▶ WRITTEN TASK: Switch every "pointer" in the rows below to "marker", and write the rows out again with nothing else altered.

[Dataset entries]
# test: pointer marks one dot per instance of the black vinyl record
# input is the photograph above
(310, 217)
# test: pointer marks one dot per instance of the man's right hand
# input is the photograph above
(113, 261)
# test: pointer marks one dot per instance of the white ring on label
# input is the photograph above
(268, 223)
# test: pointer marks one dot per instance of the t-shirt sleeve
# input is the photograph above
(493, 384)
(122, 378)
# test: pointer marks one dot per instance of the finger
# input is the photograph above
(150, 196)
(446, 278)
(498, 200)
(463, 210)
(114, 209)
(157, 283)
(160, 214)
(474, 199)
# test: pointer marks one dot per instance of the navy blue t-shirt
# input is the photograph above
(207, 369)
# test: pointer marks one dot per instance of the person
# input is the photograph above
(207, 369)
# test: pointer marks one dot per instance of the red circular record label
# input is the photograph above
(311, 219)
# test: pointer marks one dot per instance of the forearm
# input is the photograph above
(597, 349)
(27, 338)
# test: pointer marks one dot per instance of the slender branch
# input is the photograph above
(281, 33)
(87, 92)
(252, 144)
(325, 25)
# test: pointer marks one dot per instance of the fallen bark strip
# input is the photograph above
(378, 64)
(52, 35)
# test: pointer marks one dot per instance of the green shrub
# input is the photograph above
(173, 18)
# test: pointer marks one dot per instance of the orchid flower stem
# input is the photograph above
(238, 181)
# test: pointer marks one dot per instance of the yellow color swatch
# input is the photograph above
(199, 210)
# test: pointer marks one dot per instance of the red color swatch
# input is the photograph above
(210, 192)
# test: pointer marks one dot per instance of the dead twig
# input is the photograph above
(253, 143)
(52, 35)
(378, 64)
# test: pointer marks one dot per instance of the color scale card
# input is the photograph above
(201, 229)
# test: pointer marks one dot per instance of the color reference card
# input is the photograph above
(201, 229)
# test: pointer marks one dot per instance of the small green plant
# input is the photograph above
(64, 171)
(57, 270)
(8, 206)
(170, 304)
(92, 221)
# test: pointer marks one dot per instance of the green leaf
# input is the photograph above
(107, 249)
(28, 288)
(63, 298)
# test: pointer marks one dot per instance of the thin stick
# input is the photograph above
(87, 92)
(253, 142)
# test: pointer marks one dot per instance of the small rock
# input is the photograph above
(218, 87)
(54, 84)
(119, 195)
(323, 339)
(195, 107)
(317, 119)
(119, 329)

▶ RESULT BELOW:
# test: marker marks one dot per instance of the black vinyl record
# input is the photograph above
(310, 217)
# test: marker marks one dot per instance of the man's right hand
# input is the photograph above
(113, 261)
# test: marker marks one dot per instance of the white ring on label
# input is the photograph above
(268, 223)
# test: marker marks one dot per instance of the t-shirt sleeve
# input is the photograph above
(493, 384)
(122, 378)
# test: marker marks one dot per instance of the finger
# input is the photograph above
(150, 196)
(446, 278)
(498, 200)
(463, 210)
(114, 209)
(157, 283)
(160, 214)
(474, 199)
# test: marker marks one dot per instance of the navy blue t-shirt
# input is the photograph above
(207, 369)
# test: marker marks one dot per instance of the person
# input is the photograph above
(207, 369)
# test: marker marks one dot per instance of the red circular record label
# input is the photograph above
(311, 219)
# test: marker marks one dot per instance of the forearm
# input is the photograph above
(597, 349)
(27, 338)
# test: marker marks one dot per instance of the slender branch
# input is the photograph above
(281, 33)
(87, 92)
(252, 144)
(325, 25)
# test: marker marks one dot per instance of the fallen bark strip
# input is the photograph above
(378, 64)
(52, 35)
# test: marker marks one dot per instance of the green shrub
# input is the photograph above
(173, 18)
# test: marker marks one dot per instance of the orchid flower stem
# input is the photograph above
(238, 181)
# test: marker marks one dot per instance of the yellow color swatch
# input is the photograph above
(199, 210)
# test: marker marks one dot per instance of the red color swatch
# input is the photograph above
(210, 192)
# test: marker marks one dot per instance of the dead twig
# input is the photograph above
(253, 143)
(52, 35)
(378, 64)
# test: marker marks one dot per instance of the color scale card
# input is the photograph above
(201, 229)
# test: marker marks one dot per instance of the color reference card
# input is the photograph above
(201, 229)
# test: marker marks one dot per instance of the small green plant
# input is the photograph above
(64, 171)
(57, 270)
(8, 206)
(170, 304)
(92, 221)
# test: marker marks one dot per instance of the green leaf
# input is the photograph above
(107, 249)
(28, 288)
(63, 298)
# test: marker marks one dot per instance of the thin stick
# input is the photograph above
(87, 92)
(253, 142)
# test: marker marks one dot per instance of the small rock
# input is the photograph above
(218, 87)
(54, 84)
(119, 195)
(323, 339)
(195, 107)
(317, 119)
(119, 329)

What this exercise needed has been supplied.